start Source document
If it is determined that one or more constellations satisfy the clustering rule, the region of the image associated with the identified combined feature may be maintained (block 240). In one embodiment, the positional coordinates of the region associated with the combined feature may be maintained as image metadata that is stored in a memory together or apart from the image. If, however, it is determined that the candidate regions do not satisfy the clustering rule, a new clustering rule for the combined feature may be selected and the process may be repeated (block 245). For example, a more advanced clustering rule that incorporates additional (or different) individual feature detectors may be selected. In one embodiment, the results of the application of each individual feature detector may be saved such that individual feature detectors that have already been applied to an image and are part of a new clustering rule need not be applied again to the same image.

Application of a clustering rule to the raw output (e.g., candidate regions) of individual feature detectors results in a more robust combination of individual feature detectors to identify a combined feature than any known existing prior art technique. For example, consider the case in which an image depicts a face having a particular region that is partially occluded (e.g., mouth covered by hands, eye covered by hair, etc.). An individual detector that is associated with the partially occluded feature may identify few candidate regions for the feature. Nonetheless, any identified candidate regions associated with the partially occluded feature may become part of a multi-detector constellation based on application of the particular clustering rule and may therefore still contribute to the detection of the combined feature. This is not the case with respect to existing multi-detector combination techniques, such as that described with respect to FIG. 1. An individual feature detector associated with an occluded feature in existing multi-detector combination techniques may be excluded from the combined feature detection by the NMS process. For example, because a detector associated with a partially occluded feature may result in the identification of few candidate regions, the NMS process may not identify a detected feature region for the individual feature, which, in turn, may result in the failure to identify a combined feature that is dependent on the identification of the partially occluded feature.
end Source document
Given instruction A:
In the passage on combining feature detectors with a clustering rule, what may be done when the candidate regions fail to satisfy the clustering rule?
Given instruction B:
Write the next part of the passage on combining feature detectors with a clustering rule, picking up after its final sentence.
The data that comes next is not needed.
start Data excerpts
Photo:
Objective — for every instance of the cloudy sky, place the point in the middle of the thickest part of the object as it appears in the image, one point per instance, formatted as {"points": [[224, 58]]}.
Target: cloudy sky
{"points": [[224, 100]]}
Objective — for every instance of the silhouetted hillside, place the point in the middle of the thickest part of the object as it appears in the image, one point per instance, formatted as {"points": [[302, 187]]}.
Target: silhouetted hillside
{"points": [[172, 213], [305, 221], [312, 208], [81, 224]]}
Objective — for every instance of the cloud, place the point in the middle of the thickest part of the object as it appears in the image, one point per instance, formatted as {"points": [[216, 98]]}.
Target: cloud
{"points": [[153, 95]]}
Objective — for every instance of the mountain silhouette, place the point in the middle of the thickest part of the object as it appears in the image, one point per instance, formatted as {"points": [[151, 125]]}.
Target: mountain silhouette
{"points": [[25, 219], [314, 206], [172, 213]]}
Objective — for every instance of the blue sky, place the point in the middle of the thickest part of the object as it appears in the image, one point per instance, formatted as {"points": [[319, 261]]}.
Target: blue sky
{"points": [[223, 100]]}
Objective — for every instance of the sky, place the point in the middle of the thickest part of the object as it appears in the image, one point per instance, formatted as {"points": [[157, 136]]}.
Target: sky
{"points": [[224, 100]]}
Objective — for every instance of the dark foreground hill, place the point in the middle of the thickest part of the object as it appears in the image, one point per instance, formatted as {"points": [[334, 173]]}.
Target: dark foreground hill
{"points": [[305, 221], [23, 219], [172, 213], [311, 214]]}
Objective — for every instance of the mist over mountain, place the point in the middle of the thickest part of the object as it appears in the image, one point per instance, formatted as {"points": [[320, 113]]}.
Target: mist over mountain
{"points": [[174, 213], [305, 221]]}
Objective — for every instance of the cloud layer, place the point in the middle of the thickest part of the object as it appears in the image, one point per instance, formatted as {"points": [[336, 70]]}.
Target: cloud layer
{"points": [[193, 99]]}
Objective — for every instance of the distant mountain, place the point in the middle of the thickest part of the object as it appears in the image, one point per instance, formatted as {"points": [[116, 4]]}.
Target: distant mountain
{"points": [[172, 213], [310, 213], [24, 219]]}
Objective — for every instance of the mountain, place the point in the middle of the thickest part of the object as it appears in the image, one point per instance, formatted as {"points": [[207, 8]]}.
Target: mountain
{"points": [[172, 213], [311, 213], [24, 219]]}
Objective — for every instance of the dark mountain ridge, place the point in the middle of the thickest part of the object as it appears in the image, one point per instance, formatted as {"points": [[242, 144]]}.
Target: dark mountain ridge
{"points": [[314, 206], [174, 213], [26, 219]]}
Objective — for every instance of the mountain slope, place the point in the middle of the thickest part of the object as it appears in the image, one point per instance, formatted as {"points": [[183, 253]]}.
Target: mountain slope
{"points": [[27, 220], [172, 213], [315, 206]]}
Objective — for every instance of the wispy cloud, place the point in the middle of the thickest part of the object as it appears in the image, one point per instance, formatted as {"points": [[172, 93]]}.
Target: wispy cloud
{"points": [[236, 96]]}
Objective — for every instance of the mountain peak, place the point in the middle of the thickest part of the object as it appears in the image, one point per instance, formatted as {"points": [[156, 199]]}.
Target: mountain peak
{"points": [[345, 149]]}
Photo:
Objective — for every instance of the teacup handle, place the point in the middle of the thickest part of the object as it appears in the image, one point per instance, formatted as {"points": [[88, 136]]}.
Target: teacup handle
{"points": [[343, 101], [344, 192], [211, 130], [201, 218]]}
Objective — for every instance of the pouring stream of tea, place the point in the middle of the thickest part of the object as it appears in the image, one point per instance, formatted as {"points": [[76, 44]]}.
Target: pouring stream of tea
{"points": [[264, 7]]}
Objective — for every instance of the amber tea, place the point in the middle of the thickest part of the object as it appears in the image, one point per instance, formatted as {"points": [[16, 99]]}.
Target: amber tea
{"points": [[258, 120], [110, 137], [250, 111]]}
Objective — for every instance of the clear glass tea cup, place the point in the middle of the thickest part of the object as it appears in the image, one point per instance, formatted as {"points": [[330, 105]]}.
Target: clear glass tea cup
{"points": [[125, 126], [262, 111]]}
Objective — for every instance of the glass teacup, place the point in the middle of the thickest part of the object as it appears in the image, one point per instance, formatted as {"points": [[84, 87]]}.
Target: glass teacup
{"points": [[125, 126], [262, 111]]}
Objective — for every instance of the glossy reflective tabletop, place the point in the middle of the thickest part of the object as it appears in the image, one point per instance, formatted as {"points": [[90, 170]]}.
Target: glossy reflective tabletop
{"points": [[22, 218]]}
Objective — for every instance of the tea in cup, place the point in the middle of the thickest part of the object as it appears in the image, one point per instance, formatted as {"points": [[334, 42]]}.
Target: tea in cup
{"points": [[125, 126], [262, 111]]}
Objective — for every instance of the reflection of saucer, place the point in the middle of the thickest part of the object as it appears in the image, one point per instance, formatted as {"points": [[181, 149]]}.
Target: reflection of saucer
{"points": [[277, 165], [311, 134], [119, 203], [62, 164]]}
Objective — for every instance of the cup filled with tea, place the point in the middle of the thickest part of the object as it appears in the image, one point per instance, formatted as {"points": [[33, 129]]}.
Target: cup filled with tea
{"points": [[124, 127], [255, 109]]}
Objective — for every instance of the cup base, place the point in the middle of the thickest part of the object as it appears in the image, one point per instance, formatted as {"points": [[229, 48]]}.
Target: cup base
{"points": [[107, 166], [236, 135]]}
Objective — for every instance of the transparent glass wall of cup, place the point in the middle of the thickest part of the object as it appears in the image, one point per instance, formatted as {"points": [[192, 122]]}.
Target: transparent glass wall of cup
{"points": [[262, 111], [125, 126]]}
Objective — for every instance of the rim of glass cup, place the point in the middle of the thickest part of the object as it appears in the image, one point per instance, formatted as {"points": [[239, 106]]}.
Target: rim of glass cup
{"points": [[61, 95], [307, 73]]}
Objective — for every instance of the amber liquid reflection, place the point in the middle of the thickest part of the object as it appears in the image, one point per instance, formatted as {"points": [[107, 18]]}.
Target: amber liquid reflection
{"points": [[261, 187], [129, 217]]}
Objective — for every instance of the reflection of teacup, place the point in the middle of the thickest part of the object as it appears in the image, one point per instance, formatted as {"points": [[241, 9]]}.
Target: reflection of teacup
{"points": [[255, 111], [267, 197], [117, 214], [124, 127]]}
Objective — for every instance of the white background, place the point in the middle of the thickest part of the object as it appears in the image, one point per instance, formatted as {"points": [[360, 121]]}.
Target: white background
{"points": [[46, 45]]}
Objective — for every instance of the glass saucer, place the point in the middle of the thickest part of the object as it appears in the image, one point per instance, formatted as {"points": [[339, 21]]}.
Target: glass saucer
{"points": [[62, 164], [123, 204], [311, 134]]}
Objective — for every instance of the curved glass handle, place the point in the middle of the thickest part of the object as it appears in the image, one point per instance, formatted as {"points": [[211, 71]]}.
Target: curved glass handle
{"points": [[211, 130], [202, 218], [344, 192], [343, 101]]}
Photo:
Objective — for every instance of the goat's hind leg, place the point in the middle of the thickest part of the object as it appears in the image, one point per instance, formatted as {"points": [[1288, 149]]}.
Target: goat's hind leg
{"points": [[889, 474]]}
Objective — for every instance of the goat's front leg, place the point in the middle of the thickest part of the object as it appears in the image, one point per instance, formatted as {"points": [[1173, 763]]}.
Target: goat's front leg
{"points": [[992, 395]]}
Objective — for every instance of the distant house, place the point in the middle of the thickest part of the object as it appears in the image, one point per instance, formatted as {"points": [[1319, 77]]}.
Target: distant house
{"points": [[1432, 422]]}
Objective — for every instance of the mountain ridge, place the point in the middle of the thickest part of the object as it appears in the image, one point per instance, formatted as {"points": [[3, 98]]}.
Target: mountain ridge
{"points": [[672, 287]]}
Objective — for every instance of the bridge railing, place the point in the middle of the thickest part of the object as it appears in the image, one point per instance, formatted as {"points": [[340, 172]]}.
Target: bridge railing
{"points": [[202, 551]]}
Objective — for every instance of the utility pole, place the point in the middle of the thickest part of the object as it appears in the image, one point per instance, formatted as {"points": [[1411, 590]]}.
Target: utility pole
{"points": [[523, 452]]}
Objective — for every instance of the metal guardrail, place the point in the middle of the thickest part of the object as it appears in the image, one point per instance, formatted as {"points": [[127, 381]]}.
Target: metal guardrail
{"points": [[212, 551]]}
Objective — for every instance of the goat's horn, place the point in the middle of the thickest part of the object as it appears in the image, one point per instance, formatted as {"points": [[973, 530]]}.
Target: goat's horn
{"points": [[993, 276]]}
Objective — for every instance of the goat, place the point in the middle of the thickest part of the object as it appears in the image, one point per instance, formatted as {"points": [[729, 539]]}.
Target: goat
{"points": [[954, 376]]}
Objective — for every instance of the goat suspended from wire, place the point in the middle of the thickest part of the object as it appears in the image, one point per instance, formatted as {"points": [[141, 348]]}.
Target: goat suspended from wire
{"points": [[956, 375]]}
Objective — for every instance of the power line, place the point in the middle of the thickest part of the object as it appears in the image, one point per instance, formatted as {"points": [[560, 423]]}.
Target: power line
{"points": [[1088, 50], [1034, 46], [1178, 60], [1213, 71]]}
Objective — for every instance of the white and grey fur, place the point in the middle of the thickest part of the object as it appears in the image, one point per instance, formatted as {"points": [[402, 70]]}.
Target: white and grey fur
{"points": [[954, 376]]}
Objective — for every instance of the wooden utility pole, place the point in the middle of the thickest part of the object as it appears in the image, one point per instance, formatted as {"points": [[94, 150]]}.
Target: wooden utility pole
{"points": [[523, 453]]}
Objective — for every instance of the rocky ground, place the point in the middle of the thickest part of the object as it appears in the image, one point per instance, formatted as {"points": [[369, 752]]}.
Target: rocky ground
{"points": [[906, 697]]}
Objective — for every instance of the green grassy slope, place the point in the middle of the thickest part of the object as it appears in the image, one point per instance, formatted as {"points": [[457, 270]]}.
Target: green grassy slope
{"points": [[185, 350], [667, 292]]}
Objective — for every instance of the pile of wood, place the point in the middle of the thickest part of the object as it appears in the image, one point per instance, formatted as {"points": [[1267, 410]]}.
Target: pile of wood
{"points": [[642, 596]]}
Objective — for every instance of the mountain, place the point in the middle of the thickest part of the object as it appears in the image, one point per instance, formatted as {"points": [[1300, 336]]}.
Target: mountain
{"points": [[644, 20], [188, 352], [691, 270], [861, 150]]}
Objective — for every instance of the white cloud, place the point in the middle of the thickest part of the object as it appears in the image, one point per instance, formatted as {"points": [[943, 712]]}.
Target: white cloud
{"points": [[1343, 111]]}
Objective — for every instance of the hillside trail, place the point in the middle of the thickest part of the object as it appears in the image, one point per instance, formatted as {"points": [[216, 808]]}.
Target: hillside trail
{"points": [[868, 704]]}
end Data excerpts
Exercise response A:
A new clustering rule for the combined feature may be selected and the process repeated.

Exercise response B:
FIG. 3 provides a pictorial representation of the multi-detector combination technique of operation 200. Application of a left eye detector, right eye detector, and mouth region detector to a particular image may result in the identification of multiple candidate regions as described above. However, rather than performing an NMS operation on the candidate regions for each individual detector as in the prior art, the clustering rule of operation 200 may operate directly on the multiple candidate regions detected by the left eye detector, right eye detector, and mouth region detector to form spatially-normalized candidate regions 305, 310, and 315 respectively. As will be described in greater detail below, spatial normalization of the detected candidate regions may include the adjustment of the candidate regions based on geometric properties that relate the individual feature detector to the combined feature as defined in the clustering rule. The clustering of multiple candidate regions may result in the inclusion and exclusion of candidate regions from one or more multi-detector constellations 320, such as, for example, based on the proximity of the spatially-normalized candidate regions. The properties of each candidate region in a constellation as well as the properties of the constellation as a whole may contribute to the identification of combined feature region 325 as corresponding to the location of the combined feature (i.e., a face).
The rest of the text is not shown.